╭─ PASSAGE PROVIDED

Honesty, Sanity, and Self-Restraint

Honesty, Sanity, and Self-Restraint @ Mt. Hope Chronicles

Levi is studying American Documents this year through the Classical Conversations Challenge program. This essay, The Man with the Muck Rake, written in 1906 by Theodore Roosevelt was assigned for this week. I ditched the school schedule and the teen and I had a deep and invigorating 2.5 hour discussion on politics, social media, and virtue. Today I dropped off our ballots with a sense of peace.

Just a few quotes, though much more of the essay is quote-worthy:

"At the risk of repetition let me say again that my plea is not for immunity to, but for the most unsparing exposure of, the politician who betrays his trust, of the big business man who makes or spends his fortune in illegitimate or corrupt ways. There should be a resolute effort to hunt every such man out of the position he has disgraced. Expose the crime, and hunt down the criminal; but remember that even in the case of crime, if it is attacked in sensational, lurid, and untruthful fashion, the attack may do more damage to the public mind than the crime itself."

"It is a prime necessity that if the present unrest is to result in permanent good the emotion shall be translated into action, and that the action shall be marked by honesty, sanity, and self-restraint."

"The first requisite in the public servants who are to deal in this shape with corporations, whether as legislators or as executives, is honesty. This honesty can be no respecter of persons. There can be no such thing as unilateral honesty."

"But in addition to honesty, we need sanity. No honesty will make a public man useful if that man is timid or foolish, if he is a hot-headed zealot or an impracticable visionary."

"More important than aught else is the development of the broadest sympathy of man for man."

"The foundation stone of national life is, and ever must be, the high individual character of the average citizen."

 

Honesty, sanity, self-restraint. High individual character.

I could vote for that.

Wednesday, October 19, 2016

Mercy and the Brontës

Connections @ Mt. Hope Chronicles

We read the ‘Who's That Writer?’ section in our vocab book during Symposium. Emily Brontë! That's the author of the poem we've been memorizing! I mentioned that I 'strongly dislike' Wuthering Heights. Levi said, “Hey, that's the book that a character in High House quotes constantly” (and then found the book and quoted the quotes). I mentioned that I much prefer Jane Eyre by Charlotte. But of course, we have a book about that. “We should read more about the Brontës today...”

╰─
╭─ DATASET RECORDS

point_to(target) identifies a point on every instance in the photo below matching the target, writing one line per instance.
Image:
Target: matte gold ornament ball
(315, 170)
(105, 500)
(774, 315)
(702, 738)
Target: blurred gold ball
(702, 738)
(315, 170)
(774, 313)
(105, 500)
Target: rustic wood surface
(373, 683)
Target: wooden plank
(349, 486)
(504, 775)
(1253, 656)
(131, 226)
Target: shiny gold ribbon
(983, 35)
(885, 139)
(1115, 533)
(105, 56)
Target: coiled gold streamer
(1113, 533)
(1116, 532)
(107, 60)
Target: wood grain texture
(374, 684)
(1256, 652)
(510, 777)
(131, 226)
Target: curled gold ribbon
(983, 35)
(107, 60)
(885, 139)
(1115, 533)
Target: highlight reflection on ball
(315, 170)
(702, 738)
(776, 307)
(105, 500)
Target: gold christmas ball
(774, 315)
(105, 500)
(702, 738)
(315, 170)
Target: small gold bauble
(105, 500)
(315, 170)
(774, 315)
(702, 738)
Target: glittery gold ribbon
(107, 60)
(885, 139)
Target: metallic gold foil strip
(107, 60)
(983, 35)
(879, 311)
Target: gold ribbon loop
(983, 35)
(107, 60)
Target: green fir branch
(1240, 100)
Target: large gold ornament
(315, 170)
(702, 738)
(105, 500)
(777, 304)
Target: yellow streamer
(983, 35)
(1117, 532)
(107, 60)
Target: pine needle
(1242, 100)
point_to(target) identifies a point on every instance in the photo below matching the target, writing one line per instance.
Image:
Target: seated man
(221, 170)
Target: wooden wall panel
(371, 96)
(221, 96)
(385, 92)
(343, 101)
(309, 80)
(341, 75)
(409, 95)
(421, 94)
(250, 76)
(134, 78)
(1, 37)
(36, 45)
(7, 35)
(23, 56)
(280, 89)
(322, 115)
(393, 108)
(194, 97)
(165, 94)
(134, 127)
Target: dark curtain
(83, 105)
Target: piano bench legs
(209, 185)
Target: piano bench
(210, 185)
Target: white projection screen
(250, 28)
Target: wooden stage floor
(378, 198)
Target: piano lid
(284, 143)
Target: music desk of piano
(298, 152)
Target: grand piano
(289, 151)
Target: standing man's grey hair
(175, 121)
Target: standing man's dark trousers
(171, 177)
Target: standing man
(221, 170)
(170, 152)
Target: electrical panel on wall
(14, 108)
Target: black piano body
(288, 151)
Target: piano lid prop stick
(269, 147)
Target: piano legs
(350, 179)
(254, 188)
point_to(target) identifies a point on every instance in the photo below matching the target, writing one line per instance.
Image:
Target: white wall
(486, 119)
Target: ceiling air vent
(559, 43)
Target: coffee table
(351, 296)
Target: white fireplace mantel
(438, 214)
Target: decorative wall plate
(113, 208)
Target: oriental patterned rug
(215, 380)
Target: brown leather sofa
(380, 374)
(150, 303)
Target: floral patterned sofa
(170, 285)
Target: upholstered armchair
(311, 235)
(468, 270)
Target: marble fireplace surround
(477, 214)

╰─

## WHAT YOU ARE ASKED TO DO
From the blog post about Roosevelt's muck-rake essay, quote the passage starting at "Honesty, Sanity, and Self-Restraint @" and ending at "sense of peace.".

## TASK RESPONSE
Honesty, Sanity, and Self-Restraint @ Mt. Hope Chronicles

Levi is studying American Documents this year through the Classical Conversations Challenge program. This essay, The Man with the Muck Rake, written in 1906 by Theodore Roosevelt was assigned for this week. I ditched the school schedule and the teen and I had a deep and invigorating 2.5 hour discussion on politics, social media, and virtue. Today I dropped off our ballots with a sense of peace.